_Description of the task_
Gather every line in the listing below that holds the word "metal", and copy each one out.
### Dataset records
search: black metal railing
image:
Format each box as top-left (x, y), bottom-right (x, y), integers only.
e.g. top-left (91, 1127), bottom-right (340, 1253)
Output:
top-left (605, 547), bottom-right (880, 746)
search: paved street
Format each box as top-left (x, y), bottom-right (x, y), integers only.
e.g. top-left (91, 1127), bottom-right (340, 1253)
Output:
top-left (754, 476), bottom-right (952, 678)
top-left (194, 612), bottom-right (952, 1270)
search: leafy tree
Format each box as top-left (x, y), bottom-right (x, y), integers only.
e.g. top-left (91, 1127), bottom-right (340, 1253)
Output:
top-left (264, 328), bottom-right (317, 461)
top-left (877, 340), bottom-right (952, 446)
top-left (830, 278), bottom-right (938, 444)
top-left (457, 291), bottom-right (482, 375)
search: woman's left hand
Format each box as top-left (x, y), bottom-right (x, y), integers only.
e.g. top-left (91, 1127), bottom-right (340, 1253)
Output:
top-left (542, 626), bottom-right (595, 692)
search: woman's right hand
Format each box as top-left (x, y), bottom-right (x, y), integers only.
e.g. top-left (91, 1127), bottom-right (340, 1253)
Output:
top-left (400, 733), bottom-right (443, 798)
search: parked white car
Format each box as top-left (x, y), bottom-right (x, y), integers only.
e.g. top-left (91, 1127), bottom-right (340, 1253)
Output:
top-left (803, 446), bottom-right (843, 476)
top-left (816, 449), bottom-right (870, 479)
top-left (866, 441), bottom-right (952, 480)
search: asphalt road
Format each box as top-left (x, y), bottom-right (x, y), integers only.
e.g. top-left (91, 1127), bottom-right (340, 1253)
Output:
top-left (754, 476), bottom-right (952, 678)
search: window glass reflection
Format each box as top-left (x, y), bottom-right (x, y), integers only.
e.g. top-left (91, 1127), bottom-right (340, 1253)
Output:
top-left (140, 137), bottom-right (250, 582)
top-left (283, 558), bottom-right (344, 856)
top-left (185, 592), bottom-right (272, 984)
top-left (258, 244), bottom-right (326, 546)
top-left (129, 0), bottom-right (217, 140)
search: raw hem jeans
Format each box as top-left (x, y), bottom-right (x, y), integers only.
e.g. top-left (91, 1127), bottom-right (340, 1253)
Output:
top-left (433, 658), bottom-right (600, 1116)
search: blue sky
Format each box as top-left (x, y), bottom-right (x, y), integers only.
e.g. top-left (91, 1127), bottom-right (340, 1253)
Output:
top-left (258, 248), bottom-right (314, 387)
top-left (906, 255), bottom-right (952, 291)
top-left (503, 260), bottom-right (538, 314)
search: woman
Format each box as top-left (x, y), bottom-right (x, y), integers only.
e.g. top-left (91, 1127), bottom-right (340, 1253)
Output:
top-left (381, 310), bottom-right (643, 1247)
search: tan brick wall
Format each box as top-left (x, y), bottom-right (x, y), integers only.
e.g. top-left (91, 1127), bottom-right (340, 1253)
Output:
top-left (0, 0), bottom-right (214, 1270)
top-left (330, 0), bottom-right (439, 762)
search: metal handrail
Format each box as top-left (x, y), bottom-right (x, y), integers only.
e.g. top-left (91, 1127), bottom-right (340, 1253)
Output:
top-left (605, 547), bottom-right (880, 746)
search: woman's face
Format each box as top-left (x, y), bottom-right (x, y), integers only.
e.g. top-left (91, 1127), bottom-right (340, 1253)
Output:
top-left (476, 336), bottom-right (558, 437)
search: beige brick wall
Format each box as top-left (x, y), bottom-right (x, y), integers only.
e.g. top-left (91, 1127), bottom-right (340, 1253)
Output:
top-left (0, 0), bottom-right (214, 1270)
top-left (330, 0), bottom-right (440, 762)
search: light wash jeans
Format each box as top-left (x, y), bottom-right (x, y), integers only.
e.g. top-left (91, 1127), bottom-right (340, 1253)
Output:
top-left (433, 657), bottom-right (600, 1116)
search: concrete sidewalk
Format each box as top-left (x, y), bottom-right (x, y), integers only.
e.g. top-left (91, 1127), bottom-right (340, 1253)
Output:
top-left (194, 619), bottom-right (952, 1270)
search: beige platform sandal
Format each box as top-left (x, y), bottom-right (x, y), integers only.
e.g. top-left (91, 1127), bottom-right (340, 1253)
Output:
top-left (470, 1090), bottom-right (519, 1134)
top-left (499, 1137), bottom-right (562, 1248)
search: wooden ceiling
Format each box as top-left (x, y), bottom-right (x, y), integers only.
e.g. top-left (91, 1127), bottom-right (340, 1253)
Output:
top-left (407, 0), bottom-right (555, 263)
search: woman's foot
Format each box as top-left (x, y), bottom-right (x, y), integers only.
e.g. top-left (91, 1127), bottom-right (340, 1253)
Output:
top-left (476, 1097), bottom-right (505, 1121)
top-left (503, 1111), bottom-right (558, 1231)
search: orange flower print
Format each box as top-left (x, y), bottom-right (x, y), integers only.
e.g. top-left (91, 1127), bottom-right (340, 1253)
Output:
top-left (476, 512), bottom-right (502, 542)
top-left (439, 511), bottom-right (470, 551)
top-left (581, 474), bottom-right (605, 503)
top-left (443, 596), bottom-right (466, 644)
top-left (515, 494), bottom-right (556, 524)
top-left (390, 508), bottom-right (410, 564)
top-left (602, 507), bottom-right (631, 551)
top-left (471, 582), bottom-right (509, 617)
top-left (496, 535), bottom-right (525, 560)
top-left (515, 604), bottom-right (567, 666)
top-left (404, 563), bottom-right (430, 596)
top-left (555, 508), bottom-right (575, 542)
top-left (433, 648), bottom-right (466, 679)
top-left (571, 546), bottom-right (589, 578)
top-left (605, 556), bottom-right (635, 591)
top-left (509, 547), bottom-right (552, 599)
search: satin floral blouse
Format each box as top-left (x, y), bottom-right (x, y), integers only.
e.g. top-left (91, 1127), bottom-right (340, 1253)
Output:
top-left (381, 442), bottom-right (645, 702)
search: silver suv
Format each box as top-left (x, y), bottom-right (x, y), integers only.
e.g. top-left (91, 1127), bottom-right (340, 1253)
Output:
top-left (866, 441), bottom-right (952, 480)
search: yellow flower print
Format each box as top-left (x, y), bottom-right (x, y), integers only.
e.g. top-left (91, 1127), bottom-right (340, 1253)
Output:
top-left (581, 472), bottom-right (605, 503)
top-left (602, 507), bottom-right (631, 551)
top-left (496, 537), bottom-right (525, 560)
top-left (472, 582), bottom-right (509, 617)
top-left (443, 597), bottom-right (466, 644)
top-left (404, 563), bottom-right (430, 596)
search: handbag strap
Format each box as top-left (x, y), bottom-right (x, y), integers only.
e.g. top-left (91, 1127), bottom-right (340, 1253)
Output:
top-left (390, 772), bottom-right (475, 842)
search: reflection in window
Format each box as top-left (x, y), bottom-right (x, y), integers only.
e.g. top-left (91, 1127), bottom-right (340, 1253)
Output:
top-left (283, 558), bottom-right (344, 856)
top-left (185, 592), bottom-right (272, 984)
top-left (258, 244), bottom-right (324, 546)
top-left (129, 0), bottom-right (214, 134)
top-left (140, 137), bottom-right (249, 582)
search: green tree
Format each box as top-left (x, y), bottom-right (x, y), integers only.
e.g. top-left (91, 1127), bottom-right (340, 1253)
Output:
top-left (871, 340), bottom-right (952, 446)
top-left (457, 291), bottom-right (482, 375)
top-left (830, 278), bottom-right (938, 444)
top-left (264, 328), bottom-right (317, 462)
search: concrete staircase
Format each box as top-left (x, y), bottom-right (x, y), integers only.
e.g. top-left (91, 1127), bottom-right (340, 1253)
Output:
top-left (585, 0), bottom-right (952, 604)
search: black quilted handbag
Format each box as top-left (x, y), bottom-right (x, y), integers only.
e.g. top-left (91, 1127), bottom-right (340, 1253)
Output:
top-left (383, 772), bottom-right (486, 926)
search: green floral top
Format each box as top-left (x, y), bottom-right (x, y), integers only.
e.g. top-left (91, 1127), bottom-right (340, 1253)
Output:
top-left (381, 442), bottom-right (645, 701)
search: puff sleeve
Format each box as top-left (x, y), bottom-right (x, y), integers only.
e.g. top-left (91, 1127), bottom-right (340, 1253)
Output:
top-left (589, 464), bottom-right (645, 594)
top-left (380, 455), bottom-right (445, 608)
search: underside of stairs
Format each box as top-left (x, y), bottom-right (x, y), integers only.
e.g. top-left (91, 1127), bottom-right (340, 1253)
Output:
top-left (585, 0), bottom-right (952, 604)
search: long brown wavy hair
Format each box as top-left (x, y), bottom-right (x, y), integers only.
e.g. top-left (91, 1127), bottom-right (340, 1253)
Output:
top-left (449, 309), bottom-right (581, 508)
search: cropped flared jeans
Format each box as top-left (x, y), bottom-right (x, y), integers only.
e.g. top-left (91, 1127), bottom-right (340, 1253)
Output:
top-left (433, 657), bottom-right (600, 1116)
######
_Correct output_
search: black metal railing
search: metal handrail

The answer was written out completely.